# start of SOURCE RECORDS

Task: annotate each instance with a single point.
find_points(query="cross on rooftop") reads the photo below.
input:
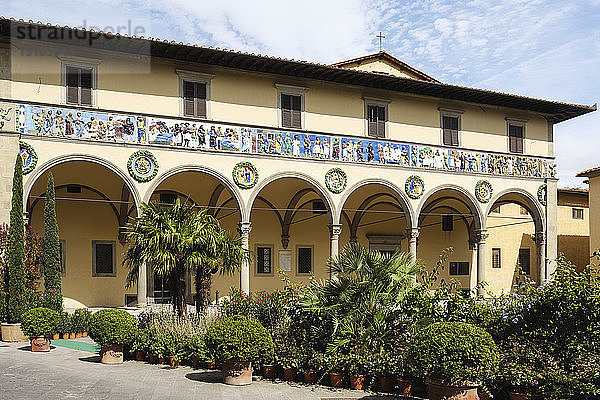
(381, 37)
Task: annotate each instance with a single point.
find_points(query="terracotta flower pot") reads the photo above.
(357, 382)
(336, 379)
(311, 376)
(269, 371)
(237, 373)
(196, 362)
(111, 354)
(441, 391)
(404, 387)
(40, 343)
(518, 396)
(290, 373)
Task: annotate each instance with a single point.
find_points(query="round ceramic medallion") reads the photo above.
(483, 191)
(28, 156)
(142, 166)
(542, 191)
(336, 180)
(245, 175)
(414, 187)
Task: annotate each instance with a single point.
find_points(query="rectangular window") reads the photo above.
(525, 260)
(264, 260)
(515, 138)
(496, 261)
(79, 85)
(577, 213)
(376, 118)
(291, 111)
(63, 257)
(450, 128)
(447, 223)
(459, 268)
(304, 260)
(104, 258)
(194, 99)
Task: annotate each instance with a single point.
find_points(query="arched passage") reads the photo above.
(449, 216)
(291, 217)
(93, 203)
(517, 240)
(205, 189)
(378, 215)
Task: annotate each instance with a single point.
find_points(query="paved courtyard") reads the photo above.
(73, 374)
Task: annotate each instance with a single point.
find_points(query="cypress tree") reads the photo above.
(16, 249)
(52, 265)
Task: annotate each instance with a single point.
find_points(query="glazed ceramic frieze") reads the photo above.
(193, 134)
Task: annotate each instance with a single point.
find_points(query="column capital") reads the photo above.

# end of SOURCE RECORDS

DIRECTION.
Pull out each line of the material above that contains the word "ceramic", copying every such line in full. Matches must have the same case.

RESPONSE.
find_points(query="round ceramic medallion") reads the photo above.
find_points(query="glazed ceramic frieze") reads the photo above.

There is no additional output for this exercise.